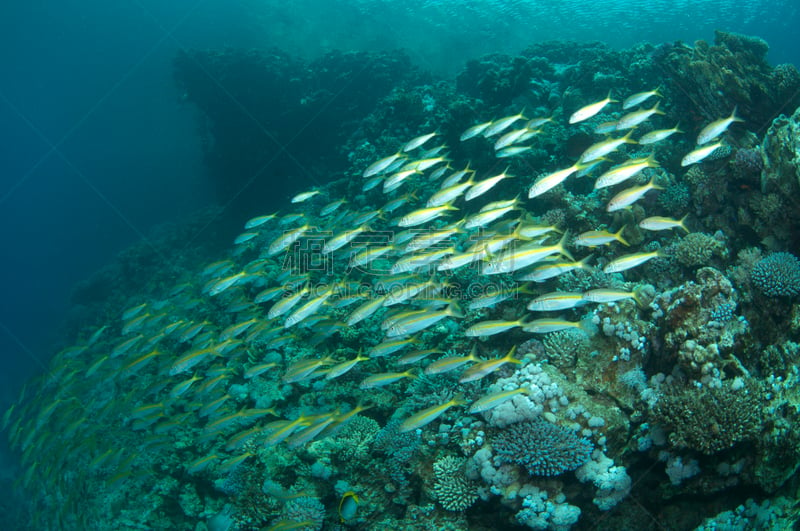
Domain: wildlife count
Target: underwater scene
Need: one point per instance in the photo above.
(546, 276)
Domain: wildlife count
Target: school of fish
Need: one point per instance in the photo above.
(315, 273)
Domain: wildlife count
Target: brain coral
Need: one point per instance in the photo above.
(544, 449)
(777, 275)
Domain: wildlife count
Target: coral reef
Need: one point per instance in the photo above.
(728, 416)
(733, 72)
(451, 488)
(542, 448)
(777, 275)
(340, 367)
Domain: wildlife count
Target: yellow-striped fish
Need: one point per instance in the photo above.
(629, 261)
(426, 416)
(484, 368)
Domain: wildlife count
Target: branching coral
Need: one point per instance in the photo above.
(709, 419)
(543, 448)
(450, 486)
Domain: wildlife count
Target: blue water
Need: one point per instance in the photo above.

_Exercise requirements:_ Print the whole listing above again, line for line with nothing changed, but leave out the picture.

_Written solution:_
Domain: wildlife count
Target: underwater scene
Need: one point per instance in the photo above.
(546, 276)
Domain: wildlife count
Target: school of fish
Need: one point per instance in the photo above.
(315, 273)
Domain: wildlife count
Target: brain coral
Need: one point per instance in the photo above.
(544, 449)
(777, 275)
Domain: wildlife count
Target: coral reef
Need: one point per instance in the photo above.
(728, 416)
(733, 72)
(451, 488)
(542, 448)
(777, 275)
(340, 367)
Domain: wildlife count
Target: yellow-striped fish
Need: one point per instance in the photo above.
(629, 261)
(426, 416)
(484, 368)
Domain: wildlife count
Target: branching coral
Need: one point per instance in the photo above.
(709, 419)
(543, 448)
(450, 486)
Domain: wildlife count
Target: blue water
Need: one point per instance in the photo above.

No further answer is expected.